# [Aim of the task]
Format every line of the entries below as a numbered list, omitting blank lines.
# # #
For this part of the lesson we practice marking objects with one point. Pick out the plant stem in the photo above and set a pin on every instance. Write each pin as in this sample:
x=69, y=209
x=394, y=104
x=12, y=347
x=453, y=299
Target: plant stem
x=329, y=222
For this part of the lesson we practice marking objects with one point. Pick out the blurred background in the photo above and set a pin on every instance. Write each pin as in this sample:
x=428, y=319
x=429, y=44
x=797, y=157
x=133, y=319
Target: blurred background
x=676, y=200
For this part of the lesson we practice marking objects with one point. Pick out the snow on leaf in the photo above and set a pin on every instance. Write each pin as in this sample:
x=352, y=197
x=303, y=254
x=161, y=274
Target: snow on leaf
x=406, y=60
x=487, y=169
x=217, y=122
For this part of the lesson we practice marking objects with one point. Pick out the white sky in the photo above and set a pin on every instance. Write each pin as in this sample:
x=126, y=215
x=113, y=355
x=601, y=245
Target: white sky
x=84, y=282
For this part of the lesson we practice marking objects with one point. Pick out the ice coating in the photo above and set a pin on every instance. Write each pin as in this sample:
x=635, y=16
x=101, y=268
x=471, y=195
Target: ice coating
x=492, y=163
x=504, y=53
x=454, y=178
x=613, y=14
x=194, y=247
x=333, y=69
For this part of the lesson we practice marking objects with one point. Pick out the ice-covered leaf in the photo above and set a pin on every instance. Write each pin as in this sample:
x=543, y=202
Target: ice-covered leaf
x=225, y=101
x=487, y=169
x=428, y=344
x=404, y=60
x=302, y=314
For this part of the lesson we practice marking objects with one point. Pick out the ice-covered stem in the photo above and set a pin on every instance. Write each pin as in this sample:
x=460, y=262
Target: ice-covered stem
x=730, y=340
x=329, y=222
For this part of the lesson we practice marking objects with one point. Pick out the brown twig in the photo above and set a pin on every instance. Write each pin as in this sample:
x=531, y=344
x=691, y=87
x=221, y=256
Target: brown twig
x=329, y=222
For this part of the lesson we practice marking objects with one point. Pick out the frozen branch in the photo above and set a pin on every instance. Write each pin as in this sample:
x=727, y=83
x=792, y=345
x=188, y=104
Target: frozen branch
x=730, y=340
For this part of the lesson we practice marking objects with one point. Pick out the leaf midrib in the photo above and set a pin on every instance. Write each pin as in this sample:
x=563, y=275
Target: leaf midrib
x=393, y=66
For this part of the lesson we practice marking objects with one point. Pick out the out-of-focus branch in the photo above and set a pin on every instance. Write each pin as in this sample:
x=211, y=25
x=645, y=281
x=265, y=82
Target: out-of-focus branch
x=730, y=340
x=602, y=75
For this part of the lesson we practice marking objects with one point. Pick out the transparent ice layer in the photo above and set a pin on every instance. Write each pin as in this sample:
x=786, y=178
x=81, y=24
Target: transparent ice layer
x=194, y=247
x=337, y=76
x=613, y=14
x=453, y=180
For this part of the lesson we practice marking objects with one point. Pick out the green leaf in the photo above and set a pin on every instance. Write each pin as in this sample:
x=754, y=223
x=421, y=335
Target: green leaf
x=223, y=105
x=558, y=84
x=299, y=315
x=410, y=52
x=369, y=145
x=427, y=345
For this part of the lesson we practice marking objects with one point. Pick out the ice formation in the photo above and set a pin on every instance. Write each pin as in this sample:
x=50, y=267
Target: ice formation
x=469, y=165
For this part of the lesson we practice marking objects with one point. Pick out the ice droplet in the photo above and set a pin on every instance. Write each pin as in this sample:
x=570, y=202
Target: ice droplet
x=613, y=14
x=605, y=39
# # #
# [Written reply]
1. For this part of the lesson we practice marking objects with one point. Pick out the plant stem in the photo above and set a pin on every instance. Write each pin as in this sample:
2. x=69, y=209
3. x=394, y=104
4. x=12, y=347
5. x=453, y=299
6. Target: plant stem
7. x=329, y=222
8. For this part of the lesson we practice marking objects with one point. Pick out the blurred background in the photo above and set a pin on every instance. Write each pin as in this sample:
9. x=428, y=319
10. x=429, y=44
11. x=797, y=157
12. x=133, y=319
13. Target: blurred background
14. x=676, y=200
15. For this part of the lesson we practice marking objects with one point. Pick out the snow on leaf in the photo above and set a pin on every instance. Write each pin as in this sample:
16. x=352, y=197
17. x=303, y=254
18. x=161, y=274
19. Target: snow on leaf
20. x=406, y=60
21. x=487, y=169
22. x=217, y=122
23. For this part of the lesson we practice marking objects with one point. Pick out the white sky in the photo above and set a pin on every instance. Write each pin as in this sample:
24. x=126, y=215
25. x=113, y=355
26. x=601, y=245
27. Target: white sky
28. x=84, y=282
29. For this part of the lesson we practice marking objects with one point. Pick out the ice coating in the photo above and set a pin on every instance. Write each pin as in this sample:
30. x=635, y=16
31. x=101, y=268
32. x=471, y=195
33. Target: ice coating
34. x=492, y=163
35. x=504, y=53
36. x=454, y=178
37. x=613, y=14
38. x=194, y=247
39. x=333, y=69
40. For this part of the lesson we practice marking objects with one point. Pick out the ice-covered leaf in the photo above and set a pin on every instance. Write each pin as in this sample:
41. x=543, y=202
42. Target: ice-covered leaf
43. x=225, y=101
44. x=487, y=169
45. x=428, y=344
46. x=404, y=60
47. x=302, y=314
48. For this part of the lesson we practice marking objects with one point. Pick out the ice-covered stem in the photo above and set a pin on every instance. Write each pin as in this sample:
49. x=460, y=262
50. Target: ice-covered stem
51. x=730, y=340
52. x=329, y=222
53. For this part of the lesson we practice marking objects with one point. Pick out the brown twig in the photo above and set a pin on every instance. Write each pin as in this sample:
54. x=531, y=344
55. x=691, y=87
56. x=221, y=256
57. Target: brown twig
58. x=329, y=222
59. For this part of the lesson we practice marking objects with one point. Pick out the frozen branch in the photo above and set a pin on every instance. Write each pin as in this sample:
60. x=727, y=83
61. x=792, y=345
62. x=188, y=104
63. Target: frozen branch
64. x=730, y=340
65. For this part of the lesson we practice marking objects with one point. Pick out the leaf midrib in the photo above and set a pin on every instance. Write each pin as in this sample:
66. x=563, y=275
67. Target: leaf midrib
68. x=393, y=66
69. For this part of the lesson we practice marking objects with one point. Pick out the out-of-focus branch in the photo above and set a pin on every instance. Write each pin as in this sample:
70. x=211, y=25
71. x=645, y=281
72. x=265, y=82
73. Target: out-of-focus branch
74. x=730, y=340
75. x=602, y=75
76. For this part of the lesson we practice marking objects with one point. Pick out the transparent ice layer in the photo above and set a pin on every instance. Write each pin as in this sample:
77. x=786, y=178
78. x=81, y=24
79. Target: transparent ice layer
80. x=194, y=247
81. x=337, y=76
82. x=613, y=14
83. x=453, y=180
84. For this part of the lesson we practice marking objects with one point. Pick out the green leaf in the photo above and set a pin on every instance. Write each pin as in this sample:
85. x=754, y=223
86. x=421, y=335
87. Target: green leaf
88. x=223, y=105
89. x=558, y=84
90. x=299, y=315
91. x=410, y=52
92. x=369, y=145
93. x=427, y=345
94. For this part of the lesson we practice marking objects with one point. Pick out the ice formation in the photo above and set a pin on every instance. Write each pin as in this sample:
95. x=50, y=267
96. Target: ice formation
97. x=469, y=165
98. For this part of the lesson we practice marking objects with one point. Pick out the ice droplet in the photo above and set a pin on every instance. Write each pin as in this sample:
99. x=570, y=202
100. Target: ice droplet
101. x=613, y=14
102. x=605, y=39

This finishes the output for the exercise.